▶ **Objetivo del ejercicio**
Reescriba las líneas siguientes en forma de lista numerada y omita las que estén en blanco.

▶ **Datos de trabajo**
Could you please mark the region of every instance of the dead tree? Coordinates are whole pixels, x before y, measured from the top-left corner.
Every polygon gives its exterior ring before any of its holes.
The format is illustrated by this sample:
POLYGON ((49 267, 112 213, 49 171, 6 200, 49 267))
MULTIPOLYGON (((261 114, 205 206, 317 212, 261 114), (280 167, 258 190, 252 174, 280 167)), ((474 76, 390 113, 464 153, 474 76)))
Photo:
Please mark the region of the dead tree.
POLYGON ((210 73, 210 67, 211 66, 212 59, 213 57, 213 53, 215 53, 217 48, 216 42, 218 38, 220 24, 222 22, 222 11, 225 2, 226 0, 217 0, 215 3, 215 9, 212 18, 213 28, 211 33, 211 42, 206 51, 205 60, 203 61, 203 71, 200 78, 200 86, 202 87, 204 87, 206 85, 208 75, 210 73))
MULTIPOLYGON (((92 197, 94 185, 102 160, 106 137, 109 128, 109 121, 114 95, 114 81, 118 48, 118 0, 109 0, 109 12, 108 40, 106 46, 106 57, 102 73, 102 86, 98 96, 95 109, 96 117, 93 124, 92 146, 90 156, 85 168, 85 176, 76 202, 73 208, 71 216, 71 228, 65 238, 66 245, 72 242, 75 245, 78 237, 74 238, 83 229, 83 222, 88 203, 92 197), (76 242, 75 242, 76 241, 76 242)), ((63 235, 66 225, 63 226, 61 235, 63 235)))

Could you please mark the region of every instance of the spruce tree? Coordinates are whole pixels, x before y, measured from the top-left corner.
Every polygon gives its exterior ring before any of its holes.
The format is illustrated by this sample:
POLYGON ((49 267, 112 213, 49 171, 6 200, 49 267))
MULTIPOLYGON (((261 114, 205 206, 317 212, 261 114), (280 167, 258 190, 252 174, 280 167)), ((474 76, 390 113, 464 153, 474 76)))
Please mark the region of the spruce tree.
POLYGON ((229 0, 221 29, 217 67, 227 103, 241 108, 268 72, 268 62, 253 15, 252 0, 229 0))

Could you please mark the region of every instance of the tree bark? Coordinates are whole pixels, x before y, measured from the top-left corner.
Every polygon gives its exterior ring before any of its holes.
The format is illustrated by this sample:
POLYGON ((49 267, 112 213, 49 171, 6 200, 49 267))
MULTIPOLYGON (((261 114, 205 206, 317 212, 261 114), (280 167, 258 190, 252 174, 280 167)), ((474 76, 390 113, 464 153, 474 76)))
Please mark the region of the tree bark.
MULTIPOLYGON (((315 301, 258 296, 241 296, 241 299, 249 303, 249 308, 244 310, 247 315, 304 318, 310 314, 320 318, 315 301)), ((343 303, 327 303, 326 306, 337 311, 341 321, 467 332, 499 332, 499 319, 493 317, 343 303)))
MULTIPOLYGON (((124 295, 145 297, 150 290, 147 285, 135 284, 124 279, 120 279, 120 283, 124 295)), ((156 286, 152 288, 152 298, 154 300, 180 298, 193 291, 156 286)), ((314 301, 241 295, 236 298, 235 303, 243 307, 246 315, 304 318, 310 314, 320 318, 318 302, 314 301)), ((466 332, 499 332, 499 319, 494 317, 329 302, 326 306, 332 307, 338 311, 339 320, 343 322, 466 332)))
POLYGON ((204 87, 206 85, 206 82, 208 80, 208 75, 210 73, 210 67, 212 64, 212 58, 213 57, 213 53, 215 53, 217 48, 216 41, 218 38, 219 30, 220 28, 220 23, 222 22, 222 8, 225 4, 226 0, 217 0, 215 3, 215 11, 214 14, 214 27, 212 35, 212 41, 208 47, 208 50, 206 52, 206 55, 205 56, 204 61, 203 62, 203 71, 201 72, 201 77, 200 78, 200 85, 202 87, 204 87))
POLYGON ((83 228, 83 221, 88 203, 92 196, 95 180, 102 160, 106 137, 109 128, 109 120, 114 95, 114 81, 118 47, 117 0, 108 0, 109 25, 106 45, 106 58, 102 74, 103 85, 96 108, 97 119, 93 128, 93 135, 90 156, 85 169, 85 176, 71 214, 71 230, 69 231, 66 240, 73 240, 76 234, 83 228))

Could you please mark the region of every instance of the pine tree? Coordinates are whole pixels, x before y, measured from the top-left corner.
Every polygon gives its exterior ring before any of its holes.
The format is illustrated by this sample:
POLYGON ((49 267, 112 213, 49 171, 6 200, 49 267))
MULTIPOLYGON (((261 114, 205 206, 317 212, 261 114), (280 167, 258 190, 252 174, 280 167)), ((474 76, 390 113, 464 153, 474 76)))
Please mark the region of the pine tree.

▶ **Respuesta escrita**
1. Could you please mark the region of every instance of the dead tree? Coordinates are whole pixels, x before y, measured from the top-left corner.
2. Every polygon gives its exterior ring before any of its holes.
3. The format is illustrated by this sample:
4. POLYGON ((49 267, 112 213, 49 171, 6 200, 49 267))
5. MULTIPOLYGON (((261 114, 205 206, 317 212, 261 114), (280 167, 258 190, 252 174, 280 167)), ((474 76, 390 113, 464 153, 474 76)))
6. Photo:
7. Please mark the region of the dead tree.
8. POLYGON ((210 73, 210 67, 211 66, 212 59, 213 57, 213 53, 215 53, 217 48, 216 42, 218 38, 220 24, 222 22, 222 11, 225 2, 226 0, 217 0, 215 3, 215 9, 212 18, 213 28, 211 33, 211 42, 206 51, 205 60, 203 61, 203 71, 200 78, 200 86, 202 87, 204 87, 206 85, 208 75, 210 73))
9. MULTIPOLYGON (((92 197, 94 185, 102 160, 106 137, 109 128, 109 121, 114 95, 114 81, 118 48, 118 0, 109 0, 109 12, 108 40, 106 46, 106 57, 102 73, 102 86, 98 96, 95 109, 96 117, 93 124, 92 146, 90 156, 85 168, 85 176, 76 202, 73 208, 71 216, 71 228, 65 238, 66 245, 72 242, 75 245, 78 237, 74 238, 83 229, 83 222, 88 203, 92 197), (76 242, 75 242, 76 241, 76 242)), ((63 235, 66 225, 63 226, 61 235, 63 235)))
10. Could you please mark the region of every instance of the spruce tree? Coordinates are whole pixels, x before y, measured from the top-left corner.
11. Every polygon gives its exterior ring before any of its holes.
12. The format is illustrated by this sample:
13. POLYGON ((49 267, 112 213, 49 171, 6 200, 49 267))
14. MULTIPOLYGON (((261 114, 205 206, 317 212, 261 114), (280 167, 258 190, 252 174, 280 167)), ((474 76, 390 113, 464 153, 474 76)))
15. Please mark the region of the spruce tree.
16. POLYGON ((229 0, 221 29, 217 67, 227 103, 241 108, 268 72, 268 62, 253 15, 252 0, 229 0))
17. Could you please mark the region of every instance of the tree bark? Coordinates are whole pixels, x before y, measured from the top-left corner.
18. Every polygon gives its exterior ring before any of its holes.
19. The format is illustrated by this sample:
20. POLYGON ((49 267, 112 213, 49 171, 6 200, 49 267))
21. MULTIPOLYGON (((261 114, 205 206, 317 212, 261 114), (280 167, 258 190, 252 174, 280 167)), ((474 76, 390 113, 464 153, 474 76)))
22. Please mark the region of the tree bark.
23. MULTIPOLYGON (((315 301, 258 296, 241 296, 241 299, 249 303, 249 308, 244 310, 247 315, 304 318, 310 314, 320 318, 315 301)), ((343 303, 327 303, 326 306, 337 311, 341 321, 467 332, 499 332, 499 319, 493 317, 343 303)))
24. MULTIPOLYGON (((124 295, 145 297, 150 290, 147 285, 135 284, 124 279, 120 279, 120 283, 124 295)), ((156 286, 152 288, 152 298, 154 300, 180 298, 193 291, 156 286)), ((314 301, 241 295, 236 298, 235 303, 243 307, 246 315, 304 318, 310 314, 320 318, 318 302, 314 301)), ((466 332, 499 332, 499 319, 494 317, 329 302, 326 306, 332 307, 338 311, 339 320, 343 322, 466 332)))
25. POLYGON ((204 87, 206 85, 206 82, 208 80, 208 75, 210 73, 210 67, 212 64, 212 58, 213 57, 213 53, 215 53, 217 48, 216 41, 218 38, 219 30, 220 28, 220 23, 222 22, 222 8, 225 4, 226 0, 217 0, 215 3, 215 11, 214 14, 214 27, 212 35, 212 41, 208 47, 208 50, 206 52, 206 55, 205 56, 204 61, 203 62, 203 71, 201 72, 201 77, 200 78, 200 85, 202 87, 204 87))
26. POLYGON ((83 228, 83 221, 88 203, 92 196, 95 180, 102 160, 106 137, 109 128, 109 120, 114 95, 114 81, 118 47, 117 0, 108 0, 109 25, 106 45, 106 58, 102 74, 103 85, 96 108, 97 119, 93 128, 93 135, 90 156, 85 169, 85 176, 71 214, 71 230, 69 231, 66 240, 73 240, 76 234, 83 228))
27. Could you please mark the region of every instance of the pine tree? Coordinates are whole pixels, x before y, measured from the top-left corner.
28. Every polygon gives its exterior ring before any of its holes.
29. The format is illustrated by this sample:
30. POLYGON ((49 267, 112 213, 49 171, 6 200, 49 267))
31. MULTIPOLYGON (((261 114, 205 206, 317 212, 261 114), (280 167, 258 190, 252 174, 280 167)), ((474 76, 390 113, 464 153, 474 76)))
32. Please mark the region of the pine tree.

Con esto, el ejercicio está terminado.